● **The task**
Report only the number of lines in the entries below that hold the word "instance".

[Stored data]

--- START ---

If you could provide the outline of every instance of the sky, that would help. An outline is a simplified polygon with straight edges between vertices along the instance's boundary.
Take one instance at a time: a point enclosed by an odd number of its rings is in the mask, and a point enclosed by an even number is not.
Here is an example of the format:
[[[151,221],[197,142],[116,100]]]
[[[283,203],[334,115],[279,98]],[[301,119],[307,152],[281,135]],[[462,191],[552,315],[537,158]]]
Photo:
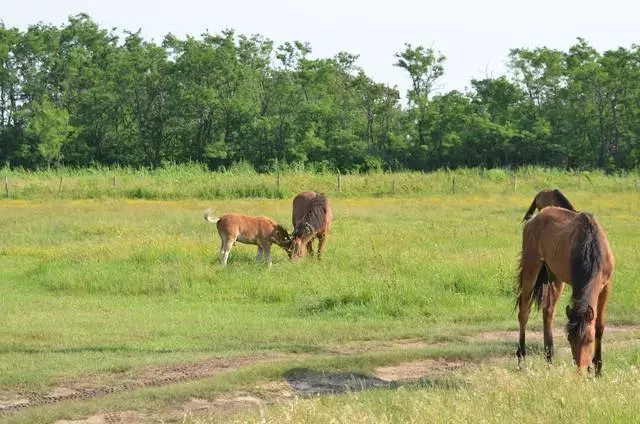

--- END ---

● **Answer for the task**
2